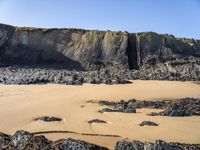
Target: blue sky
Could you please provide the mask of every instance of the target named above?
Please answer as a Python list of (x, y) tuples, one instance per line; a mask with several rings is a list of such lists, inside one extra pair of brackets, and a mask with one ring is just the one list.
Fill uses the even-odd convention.
[(200, 39), (200, 0), (0, 0), (0, 23)]

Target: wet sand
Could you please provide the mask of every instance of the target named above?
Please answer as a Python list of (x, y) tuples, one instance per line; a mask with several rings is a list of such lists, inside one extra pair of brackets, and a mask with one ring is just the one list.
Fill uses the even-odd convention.
[[(130, 98), (164, 100), (184, 97), (200, 97), (200, 84), (136, 80), (133, 84), (126, 85), (0, 85), (0, 132), (14, 134), (16, 130), (21, 129), (30, 132), (60, 131), (60, 133), (44, 135), (52, 140), (67, 137), (82, 139), (108, 148), (113, 148), (115, 142), (122, 138), (141, 141), (163, 139), (200, 144), (200, 117), (198, 116), (148, 116), (150, 112), (161, 111), (153, 109), (137, 109), (136, 114), (101, 114), (97, 111), (103, 107), (87, 102)], [(64, 120), (54, 123), (34, 121), (34, 118), (43, 115), (61, 117)], [(96, 118), (105, 120), (108, 124), (87, 123)], [(145, 120), (156, 122), (159, 126), (140, 127), (139, 123)]]

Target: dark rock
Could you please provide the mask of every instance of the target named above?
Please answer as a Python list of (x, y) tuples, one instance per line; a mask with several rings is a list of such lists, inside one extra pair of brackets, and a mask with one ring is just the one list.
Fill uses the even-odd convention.
[(107, 122), (101, 119), (92, 119), (88, 121), (88, 123), (92, 124), (92, 123), (107, 123)]
[(107, 150), (105, 147), (70, 138), (58, 140), (54, 142), (53, 146), (55, 150)]
[(171, 116), (171, 117), (184, 117), (184, 116), (191, 116), (192, 113), (190, 110), (177, 110), (177, 109), (167, 109), (160, 113), (160, 116)]
[(11, 141), (11, 136), (0, 132), (0, 149), (6, 149)]
[(49, 116), (38, 117), (35, 120), (36, 121), (37, 120), (42, 120), (42, 121), (46, 121), (46, 122), (62, 121), (61, 118), (58, 118), (58, 117), (49, 117)]
[(152, 121), (143, 121), (140, 123), (140, 126), (158, 126), (158, 124)]
[(140, 141), (118, 141), (115, 150), (144, 150), (144, 144)]
[(35, 136), (26, 131), (17, 131), (15, 135), (0, 134), (1, 150), (107, 150), (95, 144), (74, 139), (52, 142), (44, 136)]
[(198, 144), (180, 144), (167, 143), (162, 140), (156, 140), (155, 143), (140, 142), (140, 141), (118, 141), (115, 145), (115, 150), (198, 150)]
[(27, 131), (17, 131), (11, 138), (10, 145), (15, 149), (24, 149), (29, 140), (33, 138), (33, 135)]
[(164, 109), (159, 113), (151, 113), (151, 116), (192, 116), (200, 115), (200, 99), (198, 98), (182, 98), (178, 100), (165, 100), (165, 101), (139, 101), (130, 99), (128, 101), (99, 101), (99, 105), (108, 106), (111, 108), (102, 109), (100, 112), (130, 112), (135, 113), (136, 108), (153, 108)]
[(133, 79), (199, 81), (200, 40), (0, 24), (0, 83), (127, 84)]
[(104, 112), (115, 112), (115, 110), (110, 109), (110, 108), (103, 108), (102, 110), (99, 110), (98, 112), (104, 113)]

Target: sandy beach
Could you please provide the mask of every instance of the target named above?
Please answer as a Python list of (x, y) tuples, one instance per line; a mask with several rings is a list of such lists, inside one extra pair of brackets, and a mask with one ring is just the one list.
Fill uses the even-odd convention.
[[(125, 85), (80, 86), (45, 85), (0, 85), (0, 132), (14, 134), (16, 130), (30, 132), (59, 131), (44, 133), (52, 140), (75, 138), (113, 148), (117, 140), (136, 139), (154, 141), (199, 143), (200, 117), (148, 116), (161, 110), (138, 109), (137, 113), (99, 113), (99, 100), (118, 101), (135, 98), (138, 100), (166, 100), (184, 97), (200, 97), (200, 84), (180, 81), (135, 80)], [(61, 122), (35, 121), (39, 116), (63, 118)], [(102, 119), (107, 124), (88, 124), (91, 119)], [(144, 120), (159, 124), (157, 127), (139, 126)], [(64, 133), (73, 131), (76, 133)], [(63, 133), (62, 133), (63, 132)], [(88, 135), (87, 135), (88, 134)], [(97, 134), (95, 136), (95, 134)], [(106, 136), (109, 135), (109, 136)]]

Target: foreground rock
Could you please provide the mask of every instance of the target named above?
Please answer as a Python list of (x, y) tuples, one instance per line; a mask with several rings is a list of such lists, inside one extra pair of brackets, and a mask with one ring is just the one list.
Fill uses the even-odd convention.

### Task requirements:
Copy the rows word for word, starting at the beginning and ending with the line that contains "[(200, 39), (200, 0), (0, 0), (0, 23)]", including both ends. Omit the pictures.

### Expected answer:
Target: blue sky
Could you please provide the mask of every instance of the target named above?
Please answer as a Python list of (x, y) tuples, one instance per line; a mask with several rings is a list of such lists, inside one extra pair of brackets, and a mask with one ring is just the one list.
Fill uses the even-odd convention.
[(200, 39), (200, 0), (0, 0), (0, 23)]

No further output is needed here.